Copy the material from its start up to and including the line with "[321,129,352,150]", keeping every line in full but shifting each box coordinate up by 9.
* START Entries provided *
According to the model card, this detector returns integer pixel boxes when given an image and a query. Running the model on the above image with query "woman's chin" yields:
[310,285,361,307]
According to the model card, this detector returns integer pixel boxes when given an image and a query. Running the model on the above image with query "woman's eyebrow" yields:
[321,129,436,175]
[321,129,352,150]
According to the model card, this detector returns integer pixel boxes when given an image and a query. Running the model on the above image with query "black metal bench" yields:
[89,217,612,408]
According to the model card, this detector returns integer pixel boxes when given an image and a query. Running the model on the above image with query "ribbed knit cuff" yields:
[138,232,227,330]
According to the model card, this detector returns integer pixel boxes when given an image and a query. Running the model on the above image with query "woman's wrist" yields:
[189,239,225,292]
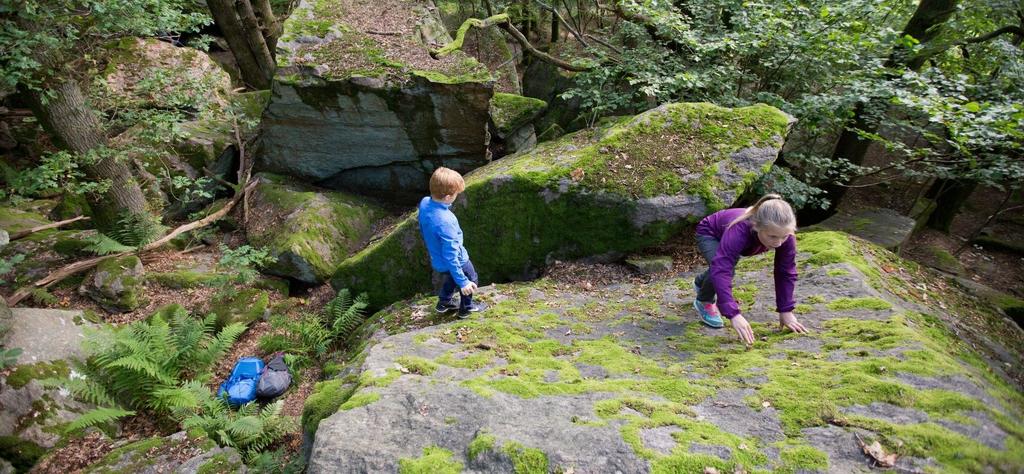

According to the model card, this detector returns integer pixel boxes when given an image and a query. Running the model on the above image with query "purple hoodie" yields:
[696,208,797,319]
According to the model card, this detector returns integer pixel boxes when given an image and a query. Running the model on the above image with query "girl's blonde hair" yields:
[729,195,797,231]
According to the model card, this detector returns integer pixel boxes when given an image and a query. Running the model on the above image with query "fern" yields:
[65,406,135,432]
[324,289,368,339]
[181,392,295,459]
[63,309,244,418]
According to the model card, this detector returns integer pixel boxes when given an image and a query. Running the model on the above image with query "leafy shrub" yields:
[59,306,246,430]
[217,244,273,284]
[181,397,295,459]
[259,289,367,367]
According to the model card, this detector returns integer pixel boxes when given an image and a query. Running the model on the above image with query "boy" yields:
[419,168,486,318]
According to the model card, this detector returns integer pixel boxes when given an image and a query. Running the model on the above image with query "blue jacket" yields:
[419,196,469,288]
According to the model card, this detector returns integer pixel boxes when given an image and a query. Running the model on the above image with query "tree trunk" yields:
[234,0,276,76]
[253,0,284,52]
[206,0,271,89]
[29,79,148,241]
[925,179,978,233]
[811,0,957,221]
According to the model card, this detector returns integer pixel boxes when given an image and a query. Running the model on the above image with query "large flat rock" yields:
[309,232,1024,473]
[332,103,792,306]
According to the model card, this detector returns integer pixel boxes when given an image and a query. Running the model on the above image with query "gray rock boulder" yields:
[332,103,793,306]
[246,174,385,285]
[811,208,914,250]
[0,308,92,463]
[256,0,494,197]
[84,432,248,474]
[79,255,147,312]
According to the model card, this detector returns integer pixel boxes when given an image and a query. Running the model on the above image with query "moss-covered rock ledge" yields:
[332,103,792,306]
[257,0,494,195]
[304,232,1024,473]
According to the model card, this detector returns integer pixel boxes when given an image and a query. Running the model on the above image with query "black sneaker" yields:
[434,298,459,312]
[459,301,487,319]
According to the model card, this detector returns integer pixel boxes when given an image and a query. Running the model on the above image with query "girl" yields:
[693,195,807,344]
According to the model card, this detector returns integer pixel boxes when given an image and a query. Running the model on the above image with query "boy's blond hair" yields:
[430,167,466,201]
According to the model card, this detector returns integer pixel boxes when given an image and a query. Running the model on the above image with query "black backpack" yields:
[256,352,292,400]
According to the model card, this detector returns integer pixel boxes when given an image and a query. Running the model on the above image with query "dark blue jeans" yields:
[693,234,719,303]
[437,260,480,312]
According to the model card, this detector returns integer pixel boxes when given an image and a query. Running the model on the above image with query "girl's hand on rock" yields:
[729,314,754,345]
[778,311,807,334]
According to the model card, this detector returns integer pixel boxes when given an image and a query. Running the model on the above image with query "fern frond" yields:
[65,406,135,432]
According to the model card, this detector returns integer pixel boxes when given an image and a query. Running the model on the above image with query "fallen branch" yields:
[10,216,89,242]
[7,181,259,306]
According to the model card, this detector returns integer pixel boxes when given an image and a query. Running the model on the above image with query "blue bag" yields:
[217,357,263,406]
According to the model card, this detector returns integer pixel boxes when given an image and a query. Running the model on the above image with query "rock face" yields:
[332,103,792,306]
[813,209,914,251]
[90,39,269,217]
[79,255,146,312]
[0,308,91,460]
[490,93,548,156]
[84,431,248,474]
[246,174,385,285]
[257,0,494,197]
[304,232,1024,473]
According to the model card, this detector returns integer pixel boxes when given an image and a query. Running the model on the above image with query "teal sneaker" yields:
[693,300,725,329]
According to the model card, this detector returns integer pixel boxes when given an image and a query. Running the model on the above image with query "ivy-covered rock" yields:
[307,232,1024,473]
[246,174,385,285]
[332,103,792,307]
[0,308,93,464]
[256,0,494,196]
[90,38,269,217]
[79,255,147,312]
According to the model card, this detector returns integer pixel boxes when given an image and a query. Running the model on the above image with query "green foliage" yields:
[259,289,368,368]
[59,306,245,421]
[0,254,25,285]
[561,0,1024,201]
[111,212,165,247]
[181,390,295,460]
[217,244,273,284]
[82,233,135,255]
* END Entries provided *
Task result:
According to the model card, this detector returns integer pixel boxes when given an image and a query. Running the model on the above image with query "woman's chin" yields:
[319,294,370,316]
According to the model card, this detector returns integer pixel boxes when given an image and a query. Running the model on the above image with query "woman's eyebrow" yields:
[330,138,445,184]
[330,138,361,159]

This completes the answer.